### REQUIRED TASK 1
Copy the records exactly, from the line containing "of white suv?" through the end of the records.

### EXTRACT PROVIDED
— Start —
A soldier checks sacks of rice at a warehouse in Ayutthaya province, north of Bangkok July 3, 2014. REUTERS/Chaiwat Subprasom reuters_tickers

By Apornrath Phoonphongphiphat

BANGKOK (Reuters) – Thailand’s military government is studying a plan to use rotten rice from state stocks to produce ethanol, hoping to make use of grains that have gone bad and help reduce losses from a costly rice-buying scheme, a senior government official said.

The government is estimated to have lost as much as 400 billion baht (£7.4 billion) in buying and storing 18 million tonnes of rice from farmers at higher-than-market rates in the scheme that started in October 2011 and ran through February this year.

After nearly completing a nationwide warehouse inspection, the government has found that about 20 percent of the stocks were missing or rotten, said Rangsan Sriworasart, permanent secretary for the Ministry of Finance and a member of the rice inspection committee.

Ethanol producers, however, were not sure the plan to use the rotten rice to make biofuel would be commercially viable, saying it could need government support.
— End —
### DATA IN THIS EXERCISE
— Start —
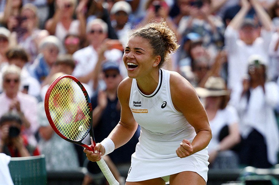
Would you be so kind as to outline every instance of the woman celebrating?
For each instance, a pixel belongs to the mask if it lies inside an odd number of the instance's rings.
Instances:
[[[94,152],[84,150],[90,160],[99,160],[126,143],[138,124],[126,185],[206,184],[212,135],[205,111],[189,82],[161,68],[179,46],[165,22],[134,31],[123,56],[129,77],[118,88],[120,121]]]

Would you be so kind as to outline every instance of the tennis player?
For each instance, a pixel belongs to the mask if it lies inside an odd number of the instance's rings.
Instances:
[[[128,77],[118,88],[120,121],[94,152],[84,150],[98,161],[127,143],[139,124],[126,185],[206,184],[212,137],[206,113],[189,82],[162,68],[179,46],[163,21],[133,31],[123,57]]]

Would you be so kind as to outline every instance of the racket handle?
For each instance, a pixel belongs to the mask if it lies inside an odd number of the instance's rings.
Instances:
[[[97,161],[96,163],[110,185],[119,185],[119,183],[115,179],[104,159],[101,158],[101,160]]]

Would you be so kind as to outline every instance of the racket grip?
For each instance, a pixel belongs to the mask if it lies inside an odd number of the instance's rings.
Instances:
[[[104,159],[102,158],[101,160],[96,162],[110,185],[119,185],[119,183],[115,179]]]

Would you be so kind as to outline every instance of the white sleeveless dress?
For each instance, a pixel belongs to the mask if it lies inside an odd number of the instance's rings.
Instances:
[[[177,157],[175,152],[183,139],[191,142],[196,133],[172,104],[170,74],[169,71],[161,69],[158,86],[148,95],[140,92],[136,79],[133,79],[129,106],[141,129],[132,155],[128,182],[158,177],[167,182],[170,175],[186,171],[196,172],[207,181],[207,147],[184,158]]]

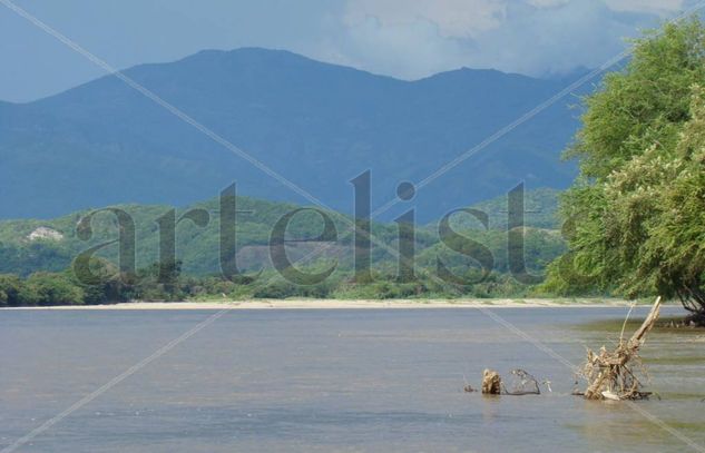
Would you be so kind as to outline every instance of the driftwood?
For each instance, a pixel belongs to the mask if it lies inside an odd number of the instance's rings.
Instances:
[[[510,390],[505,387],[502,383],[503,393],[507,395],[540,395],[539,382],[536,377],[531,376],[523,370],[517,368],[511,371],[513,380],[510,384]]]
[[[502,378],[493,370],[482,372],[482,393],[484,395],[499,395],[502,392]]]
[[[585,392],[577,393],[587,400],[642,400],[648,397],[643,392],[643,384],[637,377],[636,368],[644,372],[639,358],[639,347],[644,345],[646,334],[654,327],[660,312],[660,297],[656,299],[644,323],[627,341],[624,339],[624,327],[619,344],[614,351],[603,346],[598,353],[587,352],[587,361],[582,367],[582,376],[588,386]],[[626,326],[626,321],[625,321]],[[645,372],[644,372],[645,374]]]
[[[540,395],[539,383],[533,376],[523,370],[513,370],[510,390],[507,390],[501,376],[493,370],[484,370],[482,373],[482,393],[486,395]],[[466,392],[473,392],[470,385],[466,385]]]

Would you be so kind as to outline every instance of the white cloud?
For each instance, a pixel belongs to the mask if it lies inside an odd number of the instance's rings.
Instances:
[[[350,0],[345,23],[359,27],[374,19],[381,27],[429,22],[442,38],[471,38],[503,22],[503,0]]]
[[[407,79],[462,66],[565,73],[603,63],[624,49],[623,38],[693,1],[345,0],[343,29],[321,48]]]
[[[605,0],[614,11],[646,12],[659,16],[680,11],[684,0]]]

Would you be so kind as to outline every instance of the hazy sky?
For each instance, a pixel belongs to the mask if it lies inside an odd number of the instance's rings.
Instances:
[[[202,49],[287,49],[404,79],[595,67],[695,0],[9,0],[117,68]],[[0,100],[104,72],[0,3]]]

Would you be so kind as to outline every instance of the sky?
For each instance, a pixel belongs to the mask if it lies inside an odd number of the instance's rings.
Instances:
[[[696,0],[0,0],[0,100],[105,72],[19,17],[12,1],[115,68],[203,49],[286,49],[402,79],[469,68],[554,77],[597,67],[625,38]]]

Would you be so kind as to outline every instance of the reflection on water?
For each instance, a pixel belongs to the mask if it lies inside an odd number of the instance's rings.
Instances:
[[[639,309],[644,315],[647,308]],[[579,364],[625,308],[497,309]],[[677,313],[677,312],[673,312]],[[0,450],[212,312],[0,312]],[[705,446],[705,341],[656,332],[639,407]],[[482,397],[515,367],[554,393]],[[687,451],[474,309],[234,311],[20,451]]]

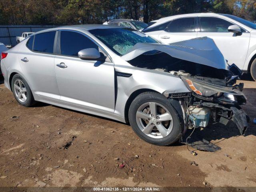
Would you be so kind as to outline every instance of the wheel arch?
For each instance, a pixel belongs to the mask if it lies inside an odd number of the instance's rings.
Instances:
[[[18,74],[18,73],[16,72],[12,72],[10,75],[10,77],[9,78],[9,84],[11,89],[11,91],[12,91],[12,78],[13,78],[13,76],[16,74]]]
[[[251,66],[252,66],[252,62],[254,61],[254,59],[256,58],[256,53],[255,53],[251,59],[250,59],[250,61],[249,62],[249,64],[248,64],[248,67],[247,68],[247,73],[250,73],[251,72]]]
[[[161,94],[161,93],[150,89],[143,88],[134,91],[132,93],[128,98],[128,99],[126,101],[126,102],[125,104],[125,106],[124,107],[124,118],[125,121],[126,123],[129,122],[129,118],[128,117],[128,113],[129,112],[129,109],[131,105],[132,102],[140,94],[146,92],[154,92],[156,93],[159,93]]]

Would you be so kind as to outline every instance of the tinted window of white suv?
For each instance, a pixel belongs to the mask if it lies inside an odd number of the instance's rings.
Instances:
— End —
### REQUIRED TASK 2
Write out the full article on Thailand's plan to turn rotten rice into ethanol exactly as it appears.

### COMPLETE OUTPUT 1
Would you be so kind as to outline every instance of the tinted window of white suv?
For each instance, a pixel belongs to the mask if it lies inside an odd number of the instance's rings.
Instances:

### COMPLETE OUTPUT 2
A soldier checks sacks of rice at a warehouse in Ayutthaya province, north of Bangkok July 3, 2014. REUTERS/Chaiwat Subprasom reuters_tickers

By Apornrath Phoonphongphiphat

BANGKOK (Reuters) – Thailand’s military government is studying a plan to use rotten rice from state stocks to produce ethanol, hoping to make use of grains that have gone bad and help reduce losses from a costly rice-buying scheme, a senior government official said.

The government is estimated to have lost as much as 400 billion baht (£7.4 billion) in buying and storing 18 million tonnes of rice from farmers at higher-than-market rates in the scheme that started in October 2011 and ran through February this year.

After nearly completing a nationwide warehouse inspection, the government has found that about 20 percent of the stocks were missing or rotten, said Rangsan Sriworasart, permanent secretary for the Ministry of Finance and a member of the rice inspection committee.

Ethanol producers, however, were not sure the plan to use the rotten rice to make biofuel would be commercially viable, saying it could need government support.